Repeat the data. Keep each line identical.

[Point-per-instance localization data]:
- Opening Delimiter -
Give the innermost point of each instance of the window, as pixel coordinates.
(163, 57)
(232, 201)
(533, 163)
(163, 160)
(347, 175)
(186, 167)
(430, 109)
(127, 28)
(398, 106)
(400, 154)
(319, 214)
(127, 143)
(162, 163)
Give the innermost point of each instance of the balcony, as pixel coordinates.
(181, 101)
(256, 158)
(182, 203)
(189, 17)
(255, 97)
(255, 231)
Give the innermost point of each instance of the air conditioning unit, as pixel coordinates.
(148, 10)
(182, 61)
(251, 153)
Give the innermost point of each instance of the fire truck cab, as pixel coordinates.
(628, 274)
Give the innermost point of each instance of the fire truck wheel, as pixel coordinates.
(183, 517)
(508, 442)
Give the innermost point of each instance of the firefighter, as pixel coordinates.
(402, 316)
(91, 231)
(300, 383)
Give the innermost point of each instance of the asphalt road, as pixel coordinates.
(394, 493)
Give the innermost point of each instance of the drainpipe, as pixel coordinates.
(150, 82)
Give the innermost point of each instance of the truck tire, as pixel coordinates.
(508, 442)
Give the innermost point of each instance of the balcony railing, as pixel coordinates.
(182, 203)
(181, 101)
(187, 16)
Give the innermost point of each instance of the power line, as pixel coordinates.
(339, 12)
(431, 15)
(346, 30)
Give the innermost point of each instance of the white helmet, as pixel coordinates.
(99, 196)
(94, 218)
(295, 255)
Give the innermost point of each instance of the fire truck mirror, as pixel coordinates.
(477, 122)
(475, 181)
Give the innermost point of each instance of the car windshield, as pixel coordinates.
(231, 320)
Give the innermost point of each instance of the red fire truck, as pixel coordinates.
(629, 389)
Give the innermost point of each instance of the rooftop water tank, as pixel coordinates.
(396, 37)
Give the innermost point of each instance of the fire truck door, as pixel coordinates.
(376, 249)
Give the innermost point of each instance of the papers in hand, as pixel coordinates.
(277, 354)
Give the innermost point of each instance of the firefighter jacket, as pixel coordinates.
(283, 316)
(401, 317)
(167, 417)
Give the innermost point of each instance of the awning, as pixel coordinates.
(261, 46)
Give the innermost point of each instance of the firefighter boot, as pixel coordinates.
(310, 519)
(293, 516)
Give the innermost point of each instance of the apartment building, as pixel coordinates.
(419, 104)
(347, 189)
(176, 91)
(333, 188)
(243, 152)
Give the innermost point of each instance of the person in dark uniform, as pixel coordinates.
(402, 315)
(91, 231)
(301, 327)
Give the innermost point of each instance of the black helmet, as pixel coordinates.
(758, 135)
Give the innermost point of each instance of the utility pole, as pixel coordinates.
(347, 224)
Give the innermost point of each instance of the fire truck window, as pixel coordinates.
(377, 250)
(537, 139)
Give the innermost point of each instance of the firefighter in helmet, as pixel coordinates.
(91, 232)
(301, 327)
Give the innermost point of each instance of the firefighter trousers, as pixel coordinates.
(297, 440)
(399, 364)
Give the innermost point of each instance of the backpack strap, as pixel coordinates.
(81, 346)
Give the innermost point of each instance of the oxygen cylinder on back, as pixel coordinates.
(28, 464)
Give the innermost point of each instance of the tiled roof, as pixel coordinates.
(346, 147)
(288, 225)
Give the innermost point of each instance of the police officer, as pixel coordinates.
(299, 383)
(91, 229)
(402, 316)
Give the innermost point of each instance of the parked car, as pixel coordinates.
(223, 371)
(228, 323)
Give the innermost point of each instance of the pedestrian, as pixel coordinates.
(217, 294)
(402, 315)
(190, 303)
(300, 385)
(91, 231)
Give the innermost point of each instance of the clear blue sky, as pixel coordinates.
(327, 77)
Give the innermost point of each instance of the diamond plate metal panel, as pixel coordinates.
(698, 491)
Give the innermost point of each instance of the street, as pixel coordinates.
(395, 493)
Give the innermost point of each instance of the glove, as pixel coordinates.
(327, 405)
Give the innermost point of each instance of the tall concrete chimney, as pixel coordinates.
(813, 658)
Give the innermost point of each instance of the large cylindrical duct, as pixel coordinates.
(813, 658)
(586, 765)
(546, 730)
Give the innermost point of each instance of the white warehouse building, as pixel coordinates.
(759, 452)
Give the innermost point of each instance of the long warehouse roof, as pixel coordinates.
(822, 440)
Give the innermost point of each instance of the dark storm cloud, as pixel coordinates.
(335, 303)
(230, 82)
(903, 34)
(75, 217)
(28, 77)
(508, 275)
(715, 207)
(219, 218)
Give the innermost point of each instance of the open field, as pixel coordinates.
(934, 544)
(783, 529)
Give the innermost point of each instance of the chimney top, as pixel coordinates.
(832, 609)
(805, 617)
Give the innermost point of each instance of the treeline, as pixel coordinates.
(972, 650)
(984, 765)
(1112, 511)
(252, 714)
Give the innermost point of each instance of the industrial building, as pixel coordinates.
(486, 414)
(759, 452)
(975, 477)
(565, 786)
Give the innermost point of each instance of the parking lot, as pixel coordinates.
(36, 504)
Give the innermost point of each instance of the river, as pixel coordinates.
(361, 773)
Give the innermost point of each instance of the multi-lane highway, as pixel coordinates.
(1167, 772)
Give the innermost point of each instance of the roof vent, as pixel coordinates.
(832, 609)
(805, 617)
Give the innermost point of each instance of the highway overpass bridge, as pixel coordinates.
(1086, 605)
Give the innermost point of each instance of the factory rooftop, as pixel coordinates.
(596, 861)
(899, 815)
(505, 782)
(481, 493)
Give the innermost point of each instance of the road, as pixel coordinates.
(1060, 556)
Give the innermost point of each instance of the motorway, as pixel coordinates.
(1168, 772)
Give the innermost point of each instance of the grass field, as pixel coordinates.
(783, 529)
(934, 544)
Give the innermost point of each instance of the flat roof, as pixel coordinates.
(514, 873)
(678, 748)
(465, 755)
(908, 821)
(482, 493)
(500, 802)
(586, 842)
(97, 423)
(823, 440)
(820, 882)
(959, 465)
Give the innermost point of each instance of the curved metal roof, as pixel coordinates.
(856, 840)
- Closing Delimiter -
[COMPLETED TASK]:
Give the innermost point of each instance of the window, as pixel coordinates.
(163, 57)
(232, 201)
(533, 163)
(163, 160)
(347, 175)
(186, 167)
(430, 109)
(127, 28)
(398, 106)
(400, 154)
(319, 214)
(127, 143)
(162, 163)
Give the innermost point of each instance of the balcony, as pixel coordinates.
(181, 101)
(256, 158)
(182, 203)
(189, 17)
(255, 97)
(255, 231)
Give the innermost point of each instance of the air conditioning unit, as pixel coordinates.
(148, 10)
(182, 61)
(251, 153)
Give the innermost point of each instance of the fire truck cab, as pixel coordinates.
(628, 274)
Give the innermost point of each instance of the fire truck wheel, as pixel coordinates.
(183, 517)
(508, 442)
Give the innermost point of each instance of the firefighter, as pixel coordinates.
(402, 316)
(91, 231)
(300, 383)
Give the innermost point of each instance of the asphalt road, as pixel coordinates.
(394, 493)
Give the innermost point of each instance of the drainpipe, as pixel coordinates.
(150, 82)
Give the innermost point of each instance of the truck tire, as pixel coordinates.
(508, 442)
Give the innermost point of each instance of the balcony railing, as pixel coordinates.
(182, 203)
(181, 101)
(187, 16)
Give the innermost point of each instance of the power line, as pixel coordinates.
(339, 12)
(431, 15)
(346, 30)
Give the innermost point of each instance of the white helmet, as pixel coordinates.
(99, 196)
(94, 218)
(295, 255)
Give the innermost point of each instance of the fire truck mirror, as pixel coordinates.
(477, 122)
(475, 181)
Give the innermost point of each instance of the car windshield, as pixel coordinates.
(231, 320)
Give the innermost point of each instance of the red fire truck, as pixel coordinates.
(629, 389)
Give the innermost point of each instance of the rooftop water tank, as pixel coordinates.
(396, 37)
Give the innermost point of each instance of the fire truck door, as pixel coordinates.
(376, 249)
Give the innermost point of each instance of the papers in hand, as pixel coordinates.
(277, 354)
Give the innermost point of each instance of the firefighter jacket, as pixel coordinates.
(283, 316)
(401, 317)
(167, 417)
Give the innermost point of each instance of the awning, as pixel coordinates.
(261, 46)
Give the innermost point of each instance of the firefighter boot, as pixel coordinates.
(310, 519)
(293, 516)
Give the innermost point of each instance of the apartment building, as pixel coordinates.
(419, 104)
(347, 189)
(176, 91)
(333, 188)
(243, 152)
Give the innermost point of each instance of the person in dark uniform, as pixel coordinates.
(402, 315)
(91, 231)
(301, 327)
Give the innermost point of each instance of the black helmet, as pixel coordinates.
(758, 135)
Give the innermost point of each instance of the utility pole, as pixel coordinates.
(347, 224)
Give the innermost point of each instance of the fire truck window, as pixel coordinates.
(377, 250)
(537, 139)
Give the innermost point of each instance of the firefighter in helmet, as pixel coordinates.
(91, 232)
(301, 327)
Give the innermost point of each instance of the firefighter trousers, as pixel coordinates.
(297, 440)
(399, 364)
Give the innermost point of each instance of the backpack strap, as pixel coordinates.
(81, 346)
Give the innermost point of each instance of the oxygen cylinder on back, as pixel coordinates.
(28, 464)
Give the innermost point of each instance of the tiled roof, as pixel coordinates.
(346, 147)
(288, 225)
Give the innermost point of each instance of the police officer, as pixel coordinates.
(299, 383)
(91, 229)
(402, 316)
Give the innermost point of each instance of the parked car, as pixel coordinates.
(223, 371)
(228, 323)
Give the innermost point of each instance of the pedestrian, as pixel coordinates.
(217, 294)
(402, 315)
(190, 303)
(300, 385)
(91, 231)
Give the innermost point of each instance of the clear blue sky, as pixel coordinates.
(327, 77)
Give the innermost point of each instance of the diamond plate metal panel, as pixel coordinates.
(698, 491)
Give the innermost point of each instance of the street, as pixel coordinates.
(395, 493)
Give the innermost point of each instance of the glove, as pixel coordinates.
(327, 405)
Give the innermost point of each instance of the tall concrete chimney, as pixel coordinates.
(813, 658)
Give the innermost point of each instance of the large cylindrical duct, as pixel coordinates.
(813, 658)
(586, 765)
(546, 730)
Give the innermost point of each instance of the white warehouse building, as pixel coordinates.
(759, 452)
Give the innermost point of each instance of the long warehouse roof, as pixel coordinates.
(822, 440)
Give the innermost point of each instance of the dark storm cloud, as pixel coordinates.
(335, 303)
(230, 82)
(903, 34)
(75, 217)
(28, 77)
(508, 275)
(715, 207)
(219, 218)
Give the innermost point of each instance of the open field, as pixel coordinates.
(934, 544)
(783, 529)
Give the innermost point of each instance of the chimney top, as pixel coordinates.
(832, 609)
(805, 617)
Give the innermost point of each instance of the treeline, as pixel coordinates.
(972, 650)
(984, 765)
(1112, 511)
(252, 714)
Give the innermost point of each instance of the industrial building, as pixel coordinates.
(486, 414)
(759, 452)
(975, 477)
(565, 786)
Give the innermost point of each instance of the parking lot, as pixel coordinates.
(36, 504)
Give the innermost point of each instance of the river, as pixel coordinates.
(361, 773)
Give the innermost point of each instance of the multi-lane highway, as pixel coordinates.
(1167, 772)
Give the innermost point of each instance of the roof vent, as pixel coordinates.
(832, 609)
(805, 617)
Give the innermost point of each instance of the highway overpass bridge, as pixel coordinates.
(1086, 605)
Give the innermost point of each instance of the factory rooftop, as pixel coordinates.
(596, 861)
(899, 815)
(505, 782)
(481, 493)
Give the innermost point of each instance of the road, as pixel coordinates.
(1060, 556)
Give the innermost point of each instance of the motorway, as pixel coordinates.
(1168, 772)
Give the innermost point of each instance of the grass field, as pixel coordinates.
(783, 529)
(934, 544)
Give the innermost point of each instance of the flat roof, as pixel coordinates.
(514, 873)
(678, 748)
(465, 755)
(908, 821)
(482, 493)
(500, 802)
(586, 842)
(97, 423)
(823, 440)
(820, 882)
(959, 465)
Give the innermost point of each instance of the curved metal roof, as pixel coordinates.
(856, 840)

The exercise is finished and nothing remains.